EXERCISE INSTRUCTIONS - Transcribe the following material word for word, leaving the pictures out of your answer.

ROWS -
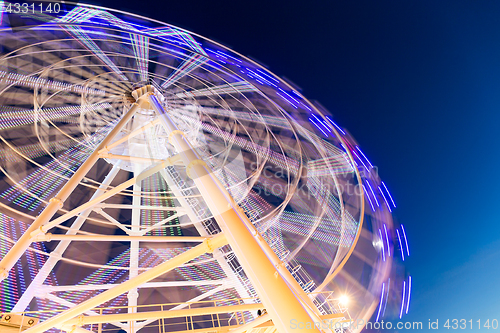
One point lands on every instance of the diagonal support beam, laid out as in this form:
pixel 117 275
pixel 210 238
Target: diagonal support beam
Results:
pixel 57 202
pixel 205 247
pixel 47 267
pixel 119 317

OUTPUT FOR THIS EXERCISE -
One point lands on every instance of the diagonal support beam, laid out as in this form:
pixel 117 275
pixel 210 238
Target: diagonal support beam
Results:
pixel 57 202
pixel 205 247
pixel 47 267
pixel 119 317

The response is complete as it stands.